Police have warned that an increasing number of people in Scotland are taking "legal highs" bought online despite limited information about their potentially lethal side-effects.
They have made a number of seizures at a time when there is growing concern about the widespread sale of unlicensed drugs and prescription medicine over the internet.
Several of the drugs have already been banned in other countries. The unclassified liquid party drug GBL is outlawed in the United States and Sweden but not in Britain, where it is available in some health food shops and over the internet.
Last week a coroner in Sussex recorded a verdict of misadventure into the death of cheerleader Hester Stewart, 21, a medical student who died after she took GBL. The coroner referred to young people playing "Russian roulette" with such substances.
The sale of drugs online has become a multi-billion pound industry, but experts warn it is entirely unregulated. A survey commissioned by the Royal Pharmaceutical Society of Great Britain found more than two million people in Britain regularly go online to buy prescription drugs such as the anti-depressant Prozac, the sex aid Viagra and Valium, which is used to treat anxiety.
The British Medical Association has expressed concern that buying even prescription drugs online does not offer the necessary safeguards. The latest research shows a quarter of GPs have treated patients for side effects caused by drugs bought on the internet.
Last week NHS Greater Glasgow and Clyde warned that women from all social backgrounds were injecting an unlicensed drug to give themselves an all-over tan. Melanotan is being bought online, despite reports that it causes side-effects including headaches, nausea and vomiting.
Detective Superintendent Willie MacColl, national drugs co-ordinator, Scottish Crime and Drug Enforcement Agency, said: "It is concerning that some people who would never risk taking more aspirin or paracetamol than the eight in 24 hours instructed on a label are willing to swallow tablets without knowing anything about their contents or side-effects.

++++++++

■ **What you need to do**
Carry on the article about legal highs and drugs bought online in Scotland, picking up right after its last sentence. The items that follow have no connection to the article on legal highs.

■ **Entries provided**

++++++++

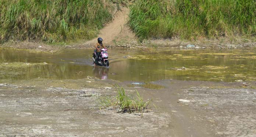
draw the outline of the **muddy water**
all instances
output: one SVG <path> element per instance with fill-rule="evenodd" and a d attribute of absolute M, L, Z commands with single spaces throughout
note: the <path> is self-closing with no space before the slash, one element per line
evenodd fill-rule
<path fill-rule="evenodd" d="M 90 76 L 144 82 L 169 79 L 226 82 L 256 80 L 256 50 L 163 51 L 110 49 L 109 68 L 93 66 L 92 50 L 68 50 L 51 54 L 2 49 L 0 79 L 77 79 Z"/>

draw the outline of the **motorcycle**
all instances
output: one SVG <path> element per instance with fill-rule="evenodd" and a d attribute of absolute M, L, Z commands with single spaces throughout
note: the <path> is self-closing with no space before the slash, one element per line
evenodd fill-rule
<path fill-rule="evenodd" d="M 95 62 L 96 57 L 97 55 L 97 51 L 96 50 L 94 50 L 94 53 L 93 54 L 92 60 L 93 61 L 93 63 L 97 65 L 104 66 L 109 66 L 109 62 L 108 58 L 109 55 L 107 54 L 107 49 L 106 48 L 102 48 L 100 49 L 101 54 L 100 57 L 99 57 L 99 60 L 97 62 Z"/>

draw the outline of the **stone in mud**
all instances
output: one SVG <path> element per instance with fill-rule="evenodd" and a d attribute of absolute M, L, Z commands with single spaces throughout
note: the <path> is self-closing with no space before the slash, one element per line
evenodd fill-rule
<path fill-rule="evenodd" d="M 195 47 L 195 45 L 190 44 L 188 44 L 188 45 L 186 46 L 186 47 L 188 48 L 192 48 Z"/>
<path fill-rule="evenodd" d="M 79 95 L 79 96 L 80 97 L 92 97 L 92 95 L 90 94 L 81 94 L 80 95 Z"/>
<path fill-rule="evenodd" d="M 190 101 L 189 101 L 189 100 L 184 100 L 183 99 L 180 99 L 178 100 L 180 101 L 184 102 L 190 102 Z"/>

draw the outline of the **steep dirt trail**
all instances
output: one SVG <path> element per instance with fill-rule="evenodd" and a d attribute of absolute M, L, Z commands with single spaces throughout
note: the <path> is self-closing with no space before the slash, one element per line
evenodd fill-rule
<path fill-rule="evenodd" d="M 105 44 L 110 44 L 113 40 L 118 38 L 135 39 L 135 35 L 127 24 L 129 11 L 129 9 L 127 7 L 123 7 L 117 11 L 112 22 L 100 30 L 100 34 L 97 37 L 86 42 L 83 45 L 93 46 L 97 42 L 98 37 L 103 39 Z"/>

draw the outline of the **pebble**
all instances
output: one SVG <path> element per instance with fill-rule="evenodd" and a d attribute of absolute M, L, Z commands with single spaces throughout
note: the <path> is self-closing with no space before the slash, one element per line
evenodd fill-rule
<path fill-rule="evenodd" d="M 178 100 L 180 101 L 184 102 L 190 102 L 190 101 L 189 101 L 189 100 L 184 100 L 183 99 L 180 99 Z"/>
<path fill-rule="evenodd" d="M 92 95 L 90 94 L 81 94 L 80 95 L 79 95 L 79 96 L 80 97 L 92 97 Z"/>

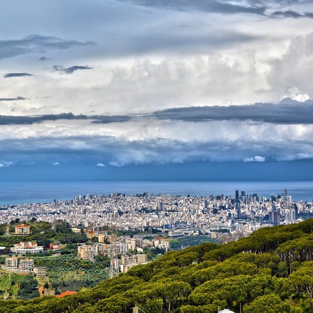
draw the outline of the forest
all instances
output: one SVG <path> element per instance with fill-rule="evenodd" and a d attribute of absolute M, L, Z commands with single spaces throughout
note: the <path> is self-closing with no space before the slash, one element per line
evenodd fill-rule
<path fill-rule="evenodd" d="M 170 251 L 73 295 L 0 300 L 0 313 L 312 312 L 313 230 L 309 219 Z"/>

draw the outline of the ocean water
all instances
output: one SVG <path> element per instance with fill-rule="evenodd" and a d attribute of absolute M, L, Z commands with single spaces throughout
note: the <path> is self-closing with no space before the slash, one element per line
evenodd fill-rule
<path fill-rule="evenodd" d="M 313 180 L 232 181 L 0 181 L 0 205 L 70 200 L 74 196 L 120 192 L 135 195 L 146 192 L 181 196 L 224 194 L 234 197 L 239 189 L 269 198 L 287 188 L 292 200 L 312 201 Z"/>

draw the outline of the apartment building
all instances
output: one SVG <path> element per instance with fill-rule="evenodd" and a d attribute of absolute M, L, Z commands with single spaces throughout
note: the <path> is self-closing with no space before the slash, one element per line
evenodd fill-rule
<path fill-rule="evenodd" d="M 93 246 L 84 245 L 79 246 L 78 257 L 83 260 L 91 261 L 94 259 L 94 247 Z"/>
<path fill-rule="evenodd" d="M 20 261 L 20 269 L 32 270 L 34 268 L 34 260 L 32 259 L 23 259 Z"/>
<path fill-rule="evenodd" d="M 21 242 L 16 244 L 11 248 L 11 251 L 14 253 L 24 255 L 26 254 L 37 254 L 44 252 L 44 247 L 38 246 L 37 243 L 29 241 L 27 243 Z"/>
<path fill-rule="evenodd" d="M 5 266 L 7 268 L 13 269 L 18 268 L 18 258 L 15 257 L 5 258 Z"/>
<path fill-rule="evenodd" d="M 29 235 L 30 234 L 30 226 L 29 225 L 17 225 L 15 226 L 16 235 Z"/>
<path fill-rule="evenodd" d="M 47 269 L 44 266 L 40 266 L 34 268 L 35 273 L 39 277 L 45 277 L 47 275 Z"/>

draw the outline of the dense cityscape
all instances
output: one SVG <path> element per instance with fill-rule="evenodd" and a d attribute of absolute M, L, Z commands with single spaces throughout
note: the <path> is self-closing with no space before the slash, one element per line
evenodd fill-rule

++++++++

■ **Answer space**
"The police in Scotland have made a number of seizures of these different substances during investigations, but the small number of seizures does not necessarily reflect the prevalence or use of them in communities.
"People who use these substances need to be aware of the potentially harmful effects and it is important that parents and young people who are most likely to have questions have access to credible information.
"While not controlled, these substances do have mind-altering properties and as such hold inherent dangers."
Police say there is also an increase in dealers passing off "legal highs" as ecstasy. New figures obtained by The Herald show that in the past year, some 60% of ecstasy tablets analysed in Scotland were actually benzylpiperazine (BZP), which can cause acute psychosis and seizures.
Tayside Police last week warned there is growing evidence of widespread misuse of mephedrone, which is legal but has hallucinogenic properties. It is believed the drug is being passed off as ecstasy mixed with LSD, cocaine or ketamine.
Dave Liddell, head of the Scottish Drugs Forum, said: "For young people looking to take them there is an appeal because they are legal but there is an inherent risk. Even support services are not that familiar with how to deal with these drugs.
"The challenge for law enforcement is that they just keep changing the chemical derivatives."